WHAT YOU SHOULD DO »
Write out every line of the material exactly as it appears.
-- start --
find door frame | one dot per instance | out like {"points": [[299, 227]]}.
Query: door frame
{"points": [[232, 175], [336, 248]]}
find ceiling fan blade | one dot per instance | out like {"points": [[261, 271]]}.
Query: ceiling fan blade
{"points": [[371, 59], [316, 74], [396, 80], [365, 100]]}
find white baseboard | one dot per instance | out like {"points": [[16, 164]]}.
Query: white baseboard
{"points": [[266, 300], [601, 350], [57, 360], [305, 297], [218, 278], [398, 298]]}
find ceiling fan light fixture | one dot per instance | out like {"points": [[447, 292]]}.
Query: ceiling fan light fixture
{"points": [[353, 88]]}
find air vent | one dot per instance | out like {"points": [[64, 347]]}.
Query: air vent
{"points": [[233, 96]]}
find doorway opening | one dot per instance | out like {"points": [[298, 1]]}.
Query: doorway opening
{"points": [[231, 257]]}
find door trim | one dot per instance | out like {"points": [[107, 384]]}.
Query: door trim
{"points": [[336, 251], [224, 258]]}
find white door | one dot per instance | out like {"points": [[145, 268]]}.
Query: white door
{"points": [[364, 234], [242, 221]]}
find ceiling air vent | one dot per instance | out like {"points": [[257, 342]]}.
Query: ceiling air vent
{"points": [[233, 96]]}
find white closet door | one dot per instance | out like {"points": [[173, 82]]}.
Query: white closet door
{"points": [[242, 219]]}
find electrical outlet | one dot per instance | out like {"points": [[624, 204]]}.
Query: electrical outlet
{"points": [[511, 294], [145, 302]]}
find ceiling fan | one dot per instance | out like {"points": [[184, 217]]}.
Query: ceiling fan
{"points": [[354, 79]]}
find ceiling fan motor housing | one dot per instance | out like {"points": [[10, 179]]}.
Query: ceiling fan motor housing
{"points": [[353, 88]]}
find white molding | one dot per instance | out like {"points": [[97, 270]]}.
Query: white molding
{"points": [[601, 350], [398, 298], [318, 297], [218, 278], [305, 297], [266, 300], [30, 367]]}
-- end --
TASK OUTPUT »
find door frame | one dot per instance | out like {"points": [[299, 227]]}.
Query: door frame
{"points": [[232, 175], [336, 248]]}
find ceiling fan blade | one dot per instance | out like {"points": [[261, 271]]}.
Query: ceiling fan blade
{"points": [[371, 59], [316, 74], [396, 80], [365, 100]]}
find white baseboard | one dot per instance | out like {"points": [[16, 164]]}.
Query: white baseboard
{"points": [[266, 300], [601, 350], [57, 360], [305, 297], [218, 278], [398, 298]]}
find ceiling fan light fixture | one dot per instance | out like {"points": [[447, 292]]}.
Query: ceiling fan light fixture
{"points": [[353, 88]]}
find air vent | one dot per instance | out like {"points": [[64, 347]]}.
Query: air vent
{"points": [[233, 96]]}
find doorway opening | one dot per instance | out like {"points": [[298, 1]]}.
Query: doorway opening
{"points": [[231, 257]]}
find door trim | one dot per instance | out like {"points": [[107, 384]]}.
Query: door trim
{"points": [[336, 251], [224, 258]]}
find white door | one dot per instance | out like {"points": [[145, 268]]}.
Query: white door
{"points": [[364, 234], [242, 221]]}
find ceiling air vent | one dot per instance | out like {"points": [[257, 342]]}.
Query: ceiling air vent
{"points": [[233, 96]]}
find white closet door | one dot per instance | out like {"points": [[173, 82]]}.
Query: white closet door
{"points": [[242, 219]]}
find electrical outlet | one dot per instance | out like {"points": [[624, 204]]}.
Query: electrical outlet
{"points": [[511, 294], [145, 302]]}
find ceiling fan | one dot per instance | out like {"points": [[184, 217]]}.
Query: ceiling fan
{"points": [[354, 79]]}
find ceiling fan motor housing | one dot per instance | out like {"points": [[10, 179]]}.
Query: ceiling fan motor housing
{"points": [[353, 88]]}
find white molding | one dot per instance | out like {"points": [[97, 270]]}.
Query: white molding
{"points": [[601, 350], [398, 298], [318, 297], [218, 278], [305, 297], [266, 300], [30, 367]]}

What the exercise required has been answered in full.